> Prompt
Copy each of the entries below, swapping "dot" for "marker" and leaving every other word unchanged.

> Material for this exercise

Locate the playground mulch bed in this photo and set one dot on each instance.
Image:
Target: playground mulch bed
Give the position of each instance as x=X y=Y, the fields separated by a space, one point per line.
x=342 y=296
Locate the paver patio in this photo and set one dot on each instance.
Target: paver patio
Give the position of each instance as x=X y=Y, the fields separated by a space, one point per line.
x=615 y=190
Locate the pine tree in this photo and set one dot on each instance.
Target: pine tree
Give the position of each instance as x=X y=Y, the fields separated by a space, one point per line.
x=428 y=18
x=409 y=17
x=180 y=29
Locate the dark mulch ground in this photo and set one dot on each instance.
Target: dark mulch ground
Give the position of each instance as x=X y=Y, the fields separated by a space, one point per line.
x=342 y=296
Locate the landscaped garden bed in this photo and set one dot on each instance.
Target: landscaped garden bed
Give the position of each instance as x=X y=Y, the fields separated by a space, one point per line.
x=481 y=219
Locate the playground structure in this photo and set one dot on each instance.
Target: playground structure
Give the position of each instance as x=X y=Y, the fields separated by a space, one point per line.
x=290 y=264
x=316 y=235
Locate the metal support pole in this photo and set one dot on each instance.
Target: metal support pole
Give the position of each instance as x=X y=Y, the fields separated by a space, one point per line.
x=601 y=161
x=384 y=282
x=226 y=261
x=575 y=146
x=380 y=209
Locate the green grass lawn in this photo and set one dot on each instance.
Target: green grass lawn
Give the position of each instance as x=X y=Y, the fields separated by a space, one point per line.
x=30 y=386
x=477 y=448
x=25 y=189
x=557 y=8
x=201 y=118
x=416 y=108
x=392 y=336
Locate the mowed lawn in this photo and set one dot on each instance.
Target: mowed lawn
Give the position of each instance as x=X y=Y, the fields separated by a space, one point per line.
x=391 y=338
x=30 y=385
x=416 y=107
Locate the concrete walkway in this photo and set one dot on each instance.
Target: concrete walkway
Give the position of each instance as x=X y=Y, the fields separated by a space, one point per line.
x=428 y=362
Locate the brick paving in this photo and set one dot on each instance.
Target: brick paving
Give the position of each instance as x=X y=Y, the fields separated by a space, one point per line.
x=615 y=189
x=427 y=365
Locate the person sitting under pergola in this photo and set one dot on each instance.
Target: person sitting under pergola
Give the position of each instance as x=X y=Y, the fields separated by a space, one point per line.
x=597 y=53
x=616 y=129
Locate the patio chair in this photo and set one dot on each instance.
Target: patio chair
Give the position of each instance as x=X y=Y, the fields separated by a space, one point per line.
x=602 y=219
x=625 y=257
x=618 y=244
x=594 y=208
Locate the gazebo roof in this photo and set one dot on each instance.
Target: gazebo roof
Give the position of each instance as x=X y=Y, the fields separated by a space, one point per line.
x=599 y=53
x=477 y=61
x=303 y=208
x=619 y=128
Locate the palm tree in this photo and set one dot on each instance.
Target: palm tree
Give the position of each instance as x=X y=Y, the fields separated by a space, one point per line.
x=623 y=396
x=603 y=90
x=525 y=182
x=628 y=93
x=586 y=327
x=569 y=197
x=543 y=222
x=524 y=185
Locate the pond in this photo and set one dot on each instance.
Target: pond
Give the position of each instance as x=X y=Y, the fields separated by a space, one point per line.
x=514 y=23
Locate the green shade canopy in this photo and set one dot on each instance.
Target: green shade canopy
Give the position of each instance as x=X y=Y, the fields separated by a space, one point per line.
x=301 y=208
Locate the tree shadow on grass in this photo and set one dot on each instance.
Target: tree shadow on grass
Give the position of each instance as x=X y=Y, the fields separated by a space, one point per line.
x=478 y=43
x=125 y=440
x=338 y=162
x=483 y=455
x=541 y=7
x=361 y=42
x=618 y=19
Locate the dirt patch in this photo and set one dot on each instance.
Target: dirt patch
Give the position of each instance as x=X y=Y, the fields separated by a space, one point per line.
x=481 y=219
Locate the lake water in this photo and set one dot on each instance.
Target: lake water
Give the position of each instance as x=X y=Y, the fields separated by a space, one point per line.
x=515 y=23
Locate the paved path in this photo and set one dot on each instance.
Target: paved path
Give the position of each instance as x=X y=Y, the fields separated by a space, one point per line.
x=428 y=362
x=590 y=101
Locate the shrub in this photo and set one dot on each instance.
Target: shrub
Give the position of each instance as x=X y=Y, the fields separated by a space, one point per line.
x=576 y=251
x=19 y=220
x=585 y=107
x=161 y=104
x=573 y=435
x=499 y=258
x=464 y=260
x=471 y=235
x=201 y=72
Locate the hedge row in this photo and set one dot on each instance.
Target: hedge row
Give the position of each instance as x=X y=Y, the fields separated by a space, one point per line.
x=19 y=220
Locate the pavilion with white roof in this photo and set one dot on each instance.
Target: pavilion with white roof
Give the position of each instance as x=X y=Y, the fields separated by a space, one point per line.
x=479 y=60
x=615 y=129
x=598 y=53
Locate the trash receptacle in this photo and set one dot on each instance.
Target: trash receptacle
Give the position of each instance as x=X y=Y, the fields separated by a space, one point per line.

> Finished exercise
Locate the playground mulch bed in this photo and set one marker on each instance.
Image:
Target: playground mulch bed
Give the position of each instance as x=X y=Y, the fields separated by a space, one point per line.
x=342 y=296
Locate the paver patio in this photo and set one marker on each instance.
Target: paver patio
Give the position of each instance as x=X y=Y, the fields separated by a space, one point per line.
x=615 y=190
Locate the pine tree in this photo and set one marker on each instance.
Target: pine tree
Give the position of each instance as x=X y=Y, the fields separated by a space, one point per line.
x=428 y=18
x=409 y=17
x=180 y=29
Locate the dark mulch ground in this photo and set one marker on each instance.
Target: dark mulch ground
Give the position of each instance as x=X y=Y, the fields separated by a space, one point per line.
x=342 y=296
Locate the landscaped garden bed in this photo and set one marker on each instance.
Target: landscaped garden bed
Give the position of each instance as x=X y=Y, the fields separated by a space, one point per line.
x=481 y=219
Locate the playground structure in this photo and set one marker on each instance.
Target: playground structure
Give the position of each instance as x=X y=Y, the fields separated by a space, one point per line.
x=290 y=264
x=316 y=235
Locate the metal support pole in this photo and set one marker on each instance.
Target: metal support pole
Give the position of each instance as x=X y=Y, the fields separated by a space, one point per line.
x=601 y=161
x=384 y=282
x=226 y=261
x=575 y=146
x=380 y=209
Locate the green grass lawn in this photo and set one marker on each instance.
Target: green grass lawn
Give the position of each instance as x=X y=Y, the fields separated by a space, one point per line.
x=30 y=386
x=477 y=448
x=25 y=189
x=557 y=8
x=201 y=118
x=416 y=108
x=392 y=336
Locate the mowed lawn in this photo and set one marker on each instance.
Target: mowed lawn
Give the position of each instance as x=X y=Y, the fields separated by a space, one point per line.
x=391 y=338
x=30 y=385
x=416 y=107
Locate the concrete walkway in this photo and set one marker on each instance.
Target: concrete walkway
Give the position of each instance as x=X y=Y, the fields separated by a space, one point per line.
x=428 y=362
Locate the brick paving in this photo and set one marker on each instance.
Target: brick paving
Give the position of each instance as x=X y=Y, the fields separated by a space, one point per line.
x=615 y=189
x=427 y=365
Locate the person sitting under pergola in this photo and set one marker on each instance.
Target: person sitting under pergola
Give the position of each instance as x=X y=Y, the fields separated by a space, one point per line.
x=597 y=53
x=616 y=129
Locate the patio chair in this photo and set one marker on each instance.
Target: patio chair
Give the position of each instance as x=X y=Y, the fields separated by a space, one point per line.
x=602 y=219
x=625 y=257
x=618 y=244
x=594 y=208
Locate the gazebo roof in this photo and set one marker on each instance.
Target: gazebo roof
Give the position of each instance as x=X y=Y, the fields separated by a space, one point per line.
x=599 y=53
x=477 y=61
x=303 y=208
x=619 y=128
Locate the palm tree in this photo and set one marker on each instance.
Target: palm tree
Give the position of each instance as x=X y=Y, the fields separated by a space, one point per line.
x=623 y=396
x=603 y=90
x=525 y=182
x=628 y=93
x=586 y=327
x=569 y=197
x=543 y=222
x=524 y=185
Locate the pond in this photo and set one marker on each instance.
Target: pond
Give the position of each instance as x=X y=Y, the fields separated by a space, one point per line.
x=514 y=23
Locate the green shade canopy in this photo and set one marker on each instance.
Target: green shade canopy
Give the position of each instance as x=X y=Y, the fields separated by a space, one point per line.
x=301 y=208
Locate the tree shadow on grass in this photo and set one marker on each instance.
Target: tree shadow on grass
Give the position of each instance as x=X y=Y, the fields separated by a space, one point per line.
x=478 y=43
x=125 y=440
x=338 y=162
x=483 y=455
x=541 y=7
x=361 y=42
x=618 y=19
Locate the dirt patch in this photo and set one marker on each instance.
Target: dirt patch
Give the position of each instance as x=X y=Y, the fields separated by a space, one point per line.
x=481 y=219
Locate the lake water in this photo and set one marker on each instance.
Target: lake water
Give the position of each instance as x=X y=Y, the fields separated by a space, one point per line.
x=515 y=23
Locate the paved path in this photo and set one marker on each instance.
Target: paved path
Give the position of each instance as x=X y=Y, the fields separated by a space, one point per line.
x=428 y=362
x=590 y=101
Locate the shrub in this photo and set one marker on each instance.
Target: shrub
Give the position of each instance as x=X y=Y, the fields separated by a space, one point per line.
x=576 y=251
x=19 y=220
x=585 y=107
x=161 y=104
x=573 y=435
x=499 y=258
x=464 y=260
x=471 y=235
x=201 y=72
Locate the hedge row in this photo and set one marker on each instance.
Target: hedge row
Give the position of each instance as x=X y=Y, the fields separated by a space, one point per line.
x=19 y=220
Locate the pavilion with white roof in this photo and set one marker on each instance.
Target: pavilion with white roof
Give the position of each instance as x=X y=Y, the fields separated by a space, one point per line.
x=479 y=60
x=615 y=129
x=598 y=53
Locate the trash receptacle in this photo and set one marker on each instance.
Target: trash receptacle
Give the position of each instance as x=X y=Y, the fields separated by a space, one point per line.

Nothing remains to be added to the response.